__The task__. Reproduce exactly the line with "Query: blue clothing pile" and all the lines beneath it, stopping only at the end of the material.

__Input material__.
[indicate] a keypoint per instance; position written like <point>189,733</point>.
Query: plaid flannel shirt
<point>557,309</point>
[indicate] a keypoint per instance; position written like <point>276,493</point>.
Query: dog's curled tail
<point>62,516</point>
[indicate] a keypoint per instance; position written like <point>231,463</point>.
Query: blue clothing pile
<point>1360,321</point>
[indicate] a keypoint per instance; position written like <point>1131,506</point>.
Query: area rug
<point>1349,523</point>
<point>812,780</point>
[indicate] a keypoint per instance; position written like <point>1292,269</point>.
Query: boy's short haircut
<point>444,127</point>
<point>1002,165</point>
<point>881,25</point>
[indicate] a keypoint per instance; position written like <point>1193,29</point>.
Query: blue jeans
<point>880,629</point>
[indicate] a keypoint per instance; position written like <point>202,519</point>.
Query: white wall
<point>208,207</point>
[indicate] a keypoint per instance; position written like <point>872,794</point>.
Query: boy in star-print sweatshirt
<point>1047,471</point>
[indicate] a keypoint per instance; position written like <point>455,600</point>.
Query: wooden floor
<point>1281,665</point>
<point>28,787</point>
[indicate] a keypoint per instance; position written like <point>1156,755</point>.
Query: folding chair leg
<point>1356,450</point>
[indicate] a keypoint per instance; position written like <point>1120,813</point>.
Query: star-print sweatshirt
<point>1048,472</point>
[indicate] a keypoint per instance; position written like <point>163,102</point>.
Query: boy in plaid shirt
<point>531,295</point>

__Response area__.
Query: blue clothing pile
<point>1360,321</point>
[indicate] a keypoint per instance; position written like <point>1131,506</point>.
Query: area rug
<point>1349,523</point>
<point>812,780</point>
[indicate] a keypoint per instance; position written like <point>1292,269</point>.
Query: boy's short haircut
<point>444,127</point>
<point>1002,165</point>
<point>881,25</point>
[indicate] a keypoint per instance; position written like <point>1193,29</point>.
Query: blue jeans
<point>880,629</point>
[indicate] a keypoint per instance; position written like <point>202,519</point>.
Query: white wall
<point>208,207</point>
[indicate] a keypoint per instance; position written like <point>872,794</point>.
Query: boy in star-print sweatshirt
<point>1047,471</point>
[indicate] a keypoint per instance; position written like <point>455,600</point>.
Query: wooden floor
<point>1281,665</point>
<point>28,787</point>
[indicate] a keypoint per instance; position written like <point>1156,755</point>.
Query: folding chair leg
<point>1356,450</point>
[indicate] a keypoint per instance; position written like <point>1120,813</point>.
Query: star-print sweatshirt
<point>1048,472</point>
[indicate] a keypoint per instance; position written like <point>163,102</point>.
Query: boy in plaid shirt
<point>531,295</point>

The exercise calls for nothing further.